═══ SELECTED PASSAGE ═══

[TPIN] Suggestions for high school trumpet players
Mark Schwartz
Mark at cfotech.net
Thu Apr 3 04:39:09 EDT 2008
Hi Larry,
I agree with Dave Lee. I'll use me as an example and one of my best students from the past as another.
I became relatively serious by age 13 (7th grade). John Coffey was my teacher at the time. He was a brass-teaching legend in Boston (principal trombone with the Boston Symphony forever) and owned a music store on Huntington Avenue. He never pushed me to even look at a new horn until I asked. Even then, he had me try a few horns and said, "Wait a while, kid." The only thing he did was to switch me from a Bach 7C mouthpiece to a Giardinelli (I don't even remember what kind other than that it was about the same as a 3C but with a bigger rim, a wider throat and a slightly shallower cup.
After Mr. Coffey, I started in earnest with Leon Merian. Leon, though, taught me for two years before he switched me to a pro-type horn (at age 15) and even at that it was only a medium-bore Bach Stradivarius - still not a particularly heavy-duty horn. He, switched me to a Jet-Tone T2A, though, and that combination lasted until my mom was in an accident with my horn in the trunk. Some jerk apparently stole it (and my flugelhorn) when the car was out at the tow lot (my mom had to be taken to the hospital). Since Leon and I both needed new horns, he and I began working with Benge to design something new and special for him. I was around 17 at the time and playing part-time with his "little" big band (2-trombones, 4 trumpets + Leon, Bass, Piano and Drums, no reeds). He had me try his horn and...WOW, what a difference in sound! He therefore asked Benge to make a duplicate for me and I'm still playing that horn to this day - some 33 years later.

═══

ASSIGNED TASK>
Reproduce the part of the email about trumpet equipment for students, starting at "[TPIN] Suggestions for" and ending at "slightly shallower cup.".

═══ EXERCISE DATA ═══

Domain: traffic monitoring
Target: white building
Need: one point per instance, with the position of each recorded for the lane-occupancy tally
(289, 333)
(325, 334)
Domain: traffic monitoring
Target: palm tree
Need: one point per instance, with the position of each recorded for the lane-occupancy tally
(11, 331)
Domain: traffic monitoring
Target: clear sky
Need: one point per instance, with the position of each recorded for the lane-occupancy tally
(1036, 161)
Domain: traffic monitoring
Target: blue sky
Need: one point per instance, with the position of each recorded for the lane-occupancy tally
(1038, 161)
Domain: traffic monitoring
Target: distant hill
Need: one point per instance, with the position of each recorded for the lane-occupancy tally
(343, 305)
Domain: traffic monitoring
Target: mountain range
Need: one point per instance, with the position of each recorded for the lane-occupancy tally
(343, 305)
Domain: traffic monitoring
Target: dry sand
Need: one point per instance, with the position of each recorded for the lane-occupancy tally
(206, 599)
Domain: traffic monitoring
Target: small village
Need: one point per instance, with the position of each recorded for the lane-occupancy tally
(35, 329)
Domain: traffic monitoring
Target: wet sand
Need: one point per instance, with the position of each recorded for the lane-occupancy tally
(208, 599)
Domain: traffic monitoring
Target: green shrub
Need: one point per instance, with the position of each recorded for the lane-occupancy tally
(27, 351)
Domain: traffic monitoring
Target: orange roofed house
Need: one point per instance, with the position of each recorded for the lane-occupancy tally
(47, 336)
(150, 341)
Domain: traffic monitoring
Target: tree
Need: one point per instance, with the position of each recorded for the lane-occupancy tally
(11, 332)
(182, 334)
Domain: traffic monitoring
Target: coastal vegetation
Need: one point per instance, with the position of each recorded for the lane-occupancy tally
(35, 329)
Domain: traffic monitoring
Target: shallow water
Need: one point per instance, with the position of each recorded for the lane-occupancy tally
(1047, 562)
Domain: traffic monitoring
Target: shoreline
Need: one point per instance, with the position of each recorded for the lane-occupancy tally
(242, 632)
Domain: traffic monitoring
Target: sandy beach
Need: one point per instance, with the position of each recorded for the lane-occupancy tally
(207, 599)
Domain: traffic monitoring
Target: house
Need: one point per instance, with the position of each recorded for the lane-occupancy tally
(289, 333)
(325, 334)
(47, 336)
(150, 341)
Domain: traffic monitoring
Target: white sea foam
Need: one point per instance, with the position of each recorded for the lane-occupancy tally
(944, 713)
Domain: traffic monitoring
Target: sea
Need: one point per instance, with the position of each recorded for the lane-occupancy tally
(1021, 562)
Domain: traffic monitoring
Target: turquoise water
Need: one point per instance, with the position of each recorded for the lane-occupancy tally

═══

TASK RESPONSE>
[TPIN] Suggestions for high school trumpet players
Mark Schwartz
Mark at cfotech.net
Thu Apr 3 04:39:09 EDT 2008
Hi Larry,
I agree with Dave Lee. I'll use me as an example and one of my best students from the past as another.
I became relatively serious by age 13 (7th grade). John Coffey was my teacher at the time. He was a brass-teaching legend in Boston (principal trombone with the Boston Symphony forever) and owned a music store on Huntington Avenue. He never pushed me to even look at a new horn until I asked. Even then, he had me try a few horns and said, "Wait a while, kid." The only thing he did was to switch me from a Bach 7C mouthpiece to a Giardinelli (I don't even remember what kind other than that it was about the same as a 3C but with a bigger rim, a wider throat and a slightly shallower cup.